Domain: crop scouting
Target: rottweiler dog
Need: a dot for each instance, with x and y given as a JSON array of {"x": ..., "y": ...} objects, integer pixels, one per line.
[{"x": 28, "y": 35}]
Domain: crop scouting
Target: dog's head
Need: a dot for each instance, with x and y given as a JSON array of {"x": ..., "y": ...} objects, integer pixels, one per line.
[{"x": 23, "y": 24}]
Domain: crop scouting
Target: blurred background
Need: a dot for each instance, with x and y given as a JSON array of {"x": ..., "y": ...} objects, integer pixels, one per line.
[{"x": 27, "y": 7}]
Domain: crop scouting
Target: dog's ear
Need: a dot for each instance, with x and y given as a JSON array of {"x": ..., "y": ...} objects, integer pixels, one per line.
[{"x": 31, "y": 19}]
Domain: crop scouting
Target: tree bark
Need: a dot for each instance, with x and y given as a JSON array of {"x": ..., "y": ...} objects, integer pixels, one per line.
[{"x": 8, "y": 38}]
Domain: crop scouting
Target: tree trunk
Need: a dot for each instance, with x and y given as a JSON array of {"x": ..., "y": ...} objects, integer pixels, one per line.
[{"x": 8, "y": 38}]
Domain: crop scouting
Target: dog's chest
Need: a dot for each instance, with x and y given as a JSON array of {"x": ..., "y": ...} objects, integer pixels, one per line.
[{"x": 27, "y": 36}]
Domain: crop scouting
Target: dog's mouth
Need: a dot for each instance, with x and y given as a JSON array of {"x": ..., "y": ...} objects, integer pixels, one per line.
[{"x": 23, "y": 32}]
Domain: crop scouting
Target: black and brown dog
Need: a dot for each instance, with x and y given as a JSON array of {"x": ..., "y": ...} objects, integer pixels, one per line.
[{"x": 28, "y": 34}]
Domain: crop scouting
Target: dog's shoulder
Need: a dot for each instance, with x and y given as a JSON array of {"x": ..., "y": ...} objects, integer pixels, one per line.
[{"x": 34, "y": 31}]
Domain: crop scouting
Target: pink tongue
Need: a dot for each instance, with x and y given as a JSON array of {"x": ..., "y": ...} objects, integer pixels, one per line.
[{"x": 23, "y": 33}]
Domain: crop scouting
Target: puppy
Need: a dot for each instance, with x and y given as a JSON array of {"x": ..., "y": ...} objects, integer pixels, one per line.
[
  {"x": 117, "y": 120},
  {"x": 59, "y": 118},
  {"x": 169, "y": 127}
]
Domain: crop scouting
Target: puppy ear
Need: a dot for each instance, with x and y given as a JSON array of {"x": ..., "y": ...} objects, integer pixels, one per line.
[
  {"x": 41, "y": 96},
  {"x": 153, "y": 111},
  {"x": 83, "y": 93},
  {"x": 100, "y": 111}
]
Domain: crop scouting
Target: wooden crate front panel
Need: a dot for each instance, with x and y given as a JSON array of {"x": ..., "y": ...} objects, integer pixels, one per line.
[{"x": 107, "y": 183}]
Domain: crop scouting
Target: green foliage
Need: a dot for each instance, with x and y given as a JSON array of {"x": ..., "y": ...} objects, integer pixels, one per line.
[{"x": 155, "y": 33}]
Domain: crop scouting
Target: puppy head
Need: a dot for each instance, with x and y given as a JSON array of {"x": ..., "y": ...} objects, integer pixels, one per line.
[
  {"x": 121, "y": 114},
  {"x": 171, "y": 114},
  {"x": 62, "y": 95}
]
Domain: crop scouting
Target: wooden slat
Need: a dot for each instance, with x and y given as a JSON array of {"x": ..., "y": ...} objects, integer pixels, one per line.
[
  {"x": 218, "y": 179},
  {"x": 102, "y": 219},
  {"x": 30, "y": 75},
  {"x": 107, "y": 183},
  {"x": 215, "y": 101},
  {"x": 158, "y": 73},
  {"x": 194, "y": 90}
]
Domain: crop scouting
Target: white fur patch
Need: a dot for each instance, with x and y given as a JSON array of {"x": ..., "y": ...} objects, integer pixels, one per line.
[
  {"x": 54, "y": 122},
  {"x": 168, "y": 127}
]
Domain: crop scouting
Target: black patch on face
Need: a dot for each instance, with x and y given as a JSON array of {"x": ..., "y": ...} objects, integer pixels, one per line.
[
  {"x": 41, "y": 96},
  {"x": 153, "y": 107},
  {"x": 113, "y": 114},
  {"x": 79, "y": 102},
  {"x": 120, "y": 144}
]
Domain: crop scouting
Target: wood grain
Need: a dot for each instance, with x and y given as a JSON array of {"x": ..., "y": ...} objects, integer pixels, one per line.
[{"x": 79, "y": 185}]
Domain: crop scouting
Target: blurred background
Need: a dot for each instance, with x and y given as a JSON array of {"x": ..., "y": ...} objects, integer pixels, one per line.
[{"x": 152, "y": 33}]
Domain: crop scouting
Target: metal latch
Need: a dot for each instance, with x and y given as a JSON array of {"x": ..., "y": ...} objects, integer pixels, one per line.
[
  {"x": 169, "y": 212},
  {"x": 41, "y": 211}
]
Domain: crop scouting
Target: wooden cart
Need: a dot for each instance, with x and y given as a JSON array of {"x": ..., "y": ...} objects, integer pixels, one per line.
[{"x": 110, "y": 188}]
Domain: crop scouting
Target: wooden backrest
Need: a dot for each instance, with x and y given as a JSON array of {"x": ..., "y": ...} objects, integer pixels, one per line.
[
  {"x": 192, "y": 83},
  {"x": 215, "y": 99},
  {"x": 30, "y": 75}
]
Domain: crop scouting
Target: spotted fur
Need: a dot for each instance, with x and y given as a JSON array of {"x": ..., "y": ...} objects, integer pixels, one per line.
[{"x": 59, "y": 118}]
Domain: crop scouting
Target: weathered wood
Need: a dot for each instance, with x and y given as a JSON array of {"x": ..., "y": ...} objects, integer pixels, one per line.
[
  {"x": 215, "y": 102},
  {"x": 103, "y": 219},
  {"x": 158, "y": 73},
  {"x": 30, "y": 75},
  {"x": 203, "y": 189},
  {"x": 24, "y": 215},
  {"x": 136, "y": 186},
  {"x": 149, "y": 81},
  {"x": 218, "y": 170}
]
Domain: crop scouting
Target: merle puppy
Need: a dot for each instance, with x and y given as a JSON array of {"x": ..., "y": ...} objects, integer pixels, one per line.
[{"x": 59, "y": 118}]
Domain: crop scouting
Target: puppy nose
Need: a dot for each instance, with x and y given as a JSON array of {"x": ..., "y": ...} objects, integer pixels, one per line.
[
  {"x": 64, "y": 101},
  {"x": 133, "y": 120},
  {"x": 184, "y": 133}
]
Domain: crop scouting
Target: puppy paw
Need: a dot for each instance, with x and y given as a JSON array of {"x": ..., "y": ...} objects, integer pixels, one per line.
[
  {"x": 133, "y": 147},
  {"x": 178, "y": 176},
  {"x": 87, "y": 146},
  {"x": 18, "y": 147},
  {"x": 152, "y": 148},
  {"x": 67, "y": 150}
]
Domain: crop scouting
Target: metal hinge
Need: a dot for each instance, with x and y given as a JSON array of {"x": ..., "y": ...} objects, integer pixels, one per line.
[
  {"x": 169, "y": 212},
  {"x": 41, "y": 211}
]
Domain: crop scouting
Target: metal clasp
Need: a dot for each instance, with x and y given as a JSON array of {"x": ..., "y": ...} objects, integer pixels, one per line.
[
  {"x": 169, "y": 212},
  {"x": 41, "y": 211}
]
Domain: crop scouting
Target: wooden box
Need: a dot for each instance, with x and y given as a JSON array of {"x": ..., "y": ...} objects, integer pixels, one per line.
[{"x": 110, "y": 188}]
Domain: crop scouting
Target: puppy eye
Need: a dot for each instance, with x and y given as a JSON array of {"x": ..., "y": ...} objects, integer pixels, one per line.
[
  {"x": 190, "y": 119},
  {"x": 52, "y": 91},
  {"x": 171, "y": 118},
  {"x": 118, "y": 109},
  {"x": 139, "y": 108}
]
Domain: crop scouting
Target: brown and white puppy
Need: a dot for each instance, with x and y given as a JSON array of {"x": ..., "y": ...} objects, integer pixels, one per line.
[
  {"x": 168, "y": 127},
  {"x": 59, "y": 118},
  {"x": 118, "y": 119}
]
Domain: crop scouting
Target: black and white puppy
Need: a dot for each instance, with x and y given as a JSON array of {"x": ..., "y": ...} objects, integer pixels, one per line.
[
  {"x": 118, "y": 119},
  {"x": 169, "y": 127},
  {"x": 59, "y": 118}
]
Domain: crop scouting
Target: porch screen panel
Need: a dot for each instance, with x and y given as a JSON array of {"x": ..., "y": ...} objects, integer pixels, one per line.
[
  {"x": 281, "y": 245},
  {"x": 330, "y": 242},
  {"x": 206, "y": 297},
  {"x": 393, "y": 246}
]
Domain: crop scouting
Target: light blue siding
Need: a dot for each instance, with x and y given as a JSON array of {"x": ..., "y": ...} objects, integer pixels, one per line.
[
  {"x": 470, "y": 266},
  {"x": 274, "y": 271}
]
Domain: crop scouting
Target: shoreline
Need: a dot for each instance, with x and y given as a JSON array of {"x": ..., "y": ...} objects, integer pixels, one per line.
----------------
> [What is expected]:
Word for word, restate the listing above from its first line to the line with "Target: dog's head", keeping both.

> [Reply]:
Domain: crop scouting
Target: rottweiler dog
Need: a dot for each instance, with x and y given as a JSON array of {"x": ..., "y": ...} objects, integer pixels, one per line.
[{"x": 28, "y": 35}]
Domain: crop scouting
Target: dog's head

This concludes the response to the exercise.